**Provided text**

■ ■ ■ ■ ■

Defendant, North Plainfield Board of Education (the Board), undertook a $32.5 million project to renovate and expand five of its schools (the project). In lieu of hiring a general contractor, the Board elected to solicit bids and award prime contracts for each major trade; it also hired Vitetta Group, Inc. (Vitetta) as project architect and Bovis Lend Lease, Inc. (Bovis) as construction manager.
In June 2001, the Board awarded plaintiff, P.J. Smith Electrical Contractors, Inc. (Smith), a $3.1 million contract to complete the electrical work on the project. The Board also awarded D & D Associates, Inc. (D & D) three separate contracts to complete the construction work. American Motorists Insurance Company (AMIC) posted performance and payment bonds for each of D & D's contracts.
All of the contracts were governed by a project manual, a set of general conditions and project specifications. The manual established milestone events and dates for the project, and stated those dates “shall be part of the construction schedule.” The manual also provided:
[D & D] has the responsibility for being the supervisor, manager, overseer, coordinator and expediter of all of the Contractors and of the total construction process and all of its parts․
All other contractors shall rely upon the organization, management, skill, cooperation and efficiency of [D & D] to supervise, direct, control and manage [the project] ․ so as to deliver the intended project conforming to the Contract Documents and within the scheduled time.
The project was to be completed by September 2002. Due to numerous delays, however, the project required thirty-six months to complete, nearly two years longer than originally planned.
Alleging various deficiencies, the Board declared D & D in default on October 19, 2001. Based on D & D's continued assurances that it would improve its performance, the default letter was withdrawn. Spurred on by subsequent declarations of default by the Board, D & D maintained a pattern of sporadic progress through June 2002. D & D's failure to finalize a project schedule adversely impacted the planning and staging of the various prime contractors.
On January 17, 2003, D & D attributed its performance problems to difficulties with its subcontractors. In February, both Vitetta and Bovis recommended that the Board terminate D & D's contract at one of the schools, which the Board formally did on March 4, 2003. D & D subsequently stopped working at all the school sites, and the Board terminated D & D's contract on July 23, 2003. Shortly thereafter, D & D filed for bankruptcy.
On May 15, 2003, and May 19, 2004, the Board entered into two takeover agreements with AMIC (the takeover agreements). Pursuant thereto, and per the terms contained in the bonds, AMIC agreed to assume the obligations and liabilities of D & D.
The project documents included a claim resolution process, which, in general, required the various parties to submit their disputes to Vitetta for resolution. Between April 2002 and January 2003, Smith submitted several claims seeking increased compensation and extensions of time to complete its work. The Board urged Vitetta to delay consideration of Smith's claims while the situation remained fluid. Ultimately, on November 23, 2004, Vitetta rejected all of Smith's claims.

■ ■ ■ ■ ■

**Records**

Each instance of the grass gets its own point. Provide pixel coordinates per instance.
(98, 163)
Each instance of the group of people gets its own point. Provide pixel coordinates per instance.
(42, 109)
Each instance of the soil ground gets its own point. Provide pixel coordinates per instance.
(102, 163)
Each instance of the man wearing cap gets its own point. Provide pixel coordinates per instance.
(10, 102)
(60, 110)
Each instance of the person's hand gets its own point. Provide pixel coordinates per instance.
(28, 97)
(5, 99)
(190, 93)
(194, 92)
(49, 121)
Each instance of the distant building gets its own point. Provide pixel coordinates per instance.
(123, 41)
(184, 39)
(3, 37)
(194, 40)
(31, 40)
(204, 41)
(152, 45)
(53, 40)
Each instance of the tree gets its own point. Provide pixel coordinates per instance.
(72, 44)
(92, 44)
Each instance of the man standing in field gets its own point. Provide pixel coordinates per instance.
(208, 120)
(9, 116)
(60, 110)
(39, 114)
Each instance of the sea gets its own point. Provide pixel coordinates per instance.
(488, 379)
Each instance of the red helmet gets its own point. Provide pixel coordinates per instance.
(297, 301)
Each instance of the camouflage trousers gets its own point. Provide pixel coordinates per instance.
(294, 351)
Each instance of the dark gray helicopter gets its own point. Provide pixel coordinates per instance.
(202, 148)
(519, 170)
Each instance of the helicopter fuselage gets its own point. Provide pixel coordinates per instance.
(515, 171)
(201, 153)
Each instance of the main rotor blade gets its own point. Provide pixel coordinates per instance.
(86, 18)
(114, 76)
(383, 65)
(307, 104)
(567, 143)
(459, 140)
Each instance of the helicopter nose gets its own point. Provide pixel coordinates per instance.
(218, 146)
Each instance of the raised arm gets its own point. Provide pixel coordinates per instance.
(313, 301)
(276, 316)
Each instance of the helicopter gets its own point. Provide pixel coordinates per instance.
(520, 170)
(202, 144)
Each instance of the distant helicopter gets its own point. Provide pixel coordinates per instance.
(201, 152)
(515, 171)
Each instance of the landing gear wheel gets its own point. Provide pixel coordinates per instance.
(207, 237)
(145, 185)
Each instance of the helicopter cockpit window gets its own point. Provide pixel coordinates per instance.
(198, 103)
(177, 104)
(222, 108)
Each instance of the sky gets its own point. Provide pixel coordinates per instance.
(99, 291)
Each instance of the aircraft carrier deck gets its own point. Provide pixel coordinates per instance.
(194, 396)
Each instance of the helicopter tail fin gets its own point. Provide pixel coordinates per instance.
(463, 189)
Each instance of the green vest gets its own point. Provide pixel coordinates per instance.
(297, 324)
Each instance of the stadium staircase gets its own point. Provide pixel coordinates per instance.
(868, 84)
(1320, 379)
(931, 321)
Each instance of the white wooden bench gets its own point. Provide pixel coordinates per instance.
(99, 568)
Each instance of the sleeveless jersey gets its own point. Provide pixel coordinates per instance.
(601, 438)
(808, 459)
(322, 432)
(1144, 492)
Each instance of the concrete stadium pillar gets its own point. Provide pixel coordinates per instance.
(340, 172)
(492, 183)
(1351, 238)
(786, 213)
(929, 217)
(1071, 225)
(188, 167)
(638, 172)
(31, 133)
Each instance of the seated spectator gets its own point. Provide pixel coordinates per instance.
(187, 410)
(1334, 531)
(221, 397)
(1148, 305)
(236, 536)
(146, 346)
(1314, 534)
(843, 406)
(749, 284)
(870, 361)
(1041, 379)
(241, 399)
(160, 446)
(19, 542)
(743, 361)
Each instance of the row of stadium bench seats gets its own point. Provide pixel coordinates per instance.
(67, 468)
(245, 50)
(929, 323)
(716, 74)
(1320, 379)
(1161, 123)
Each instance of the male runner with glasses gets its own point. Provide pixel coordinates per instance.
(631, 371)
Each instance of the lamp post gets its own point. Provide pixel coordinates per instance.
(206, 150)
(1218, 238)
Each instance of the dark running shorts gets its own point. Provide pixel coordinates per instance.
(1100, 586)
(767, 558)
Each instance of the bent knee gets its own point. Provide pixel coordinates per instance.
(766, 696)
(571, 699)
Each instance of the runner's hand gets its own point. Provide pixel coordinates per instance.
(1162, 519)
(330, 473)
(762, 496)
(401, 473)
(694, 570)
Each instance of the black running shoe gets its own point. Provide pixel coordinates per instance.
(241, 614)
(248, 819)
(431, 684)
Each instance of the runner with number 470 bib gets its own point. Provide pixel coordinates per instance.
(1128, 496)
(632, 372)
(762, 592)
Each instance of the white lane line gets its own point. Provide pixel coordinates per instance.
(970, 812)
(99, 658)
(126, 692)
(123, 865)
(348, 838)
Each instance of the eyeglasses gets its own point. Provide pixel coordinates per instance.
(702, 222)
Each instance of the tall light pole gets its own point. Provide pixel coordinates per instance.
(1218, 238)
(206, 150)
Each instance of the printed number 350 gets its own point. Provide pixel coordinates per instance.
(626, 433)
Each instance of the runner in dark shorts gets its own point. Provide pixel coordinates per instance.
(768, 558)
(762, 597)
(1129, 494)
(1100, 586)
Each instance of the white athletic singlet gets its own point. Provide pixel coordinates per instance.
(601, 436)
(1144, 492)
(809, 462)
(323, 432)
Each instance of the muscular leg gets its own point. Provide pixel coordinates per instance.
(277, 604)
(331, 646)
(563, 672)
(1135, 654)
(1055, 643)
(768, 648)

■ ■ ■ ■ ■

**Exercises to complete**
A) Extract each line in the listing that contains the string "distant", matching case exactly.
B) Carry on the account of the school renovation contract dispute from the point where it stops.

**Responses for each task**
A)
Each instance of the distant building gets its own point. Provide pixel coordinates per instance.
Each instance of the distant helicopter gets its own point. Provide pixel coordinates per instance.

B)
In January 2005, Smith filed a three-count complaint against the Board, asserting that the project's delays caused it to incur $800,000 in costs and expenses. In count one, Smith alleged the Board breached its contractual obligation by failing to enforce the agreements it had with D & D and by actively interfering with Smith's ability to perform. In count two, Smith alleged that the Board breached the implied covenant of good faith and fair dealing. Lastly, in count three, Smith sought recovery in quantum meruit.
The Board filed an answer and counterclaim seeking to dismiss the complaint on the ground that the claims had already been rejected in arbitration. The Board also sent a letter to Vitetta, with a copy to counsel for AMIC, indicating its intention to seek indemnification from AMIC for legal fees incurred in connection with plaintiff's claims. The Board subsequently filed a third-party complaint seeking indemnification from D & D and AMIC.1
AMIC filed a separate suit against the Board alleging breach of the takeover agreements (the AMIC action). The Board answered and filed a counterclaim, alleging, among other things, that AMIC had breached its duty to indemnify the Board.2
A series of motions and cross-motions for summary judgment ensued. We discuss the orders that resulted in the context of the legal issues now raised on appeal. It suffices to say for the moment that the Board's third-party complaint was dismissed, its counterclaim in the AMIC action was dismissed and its motion for summary judgment against Smith was denied. The case proceeded to a non-jury trial.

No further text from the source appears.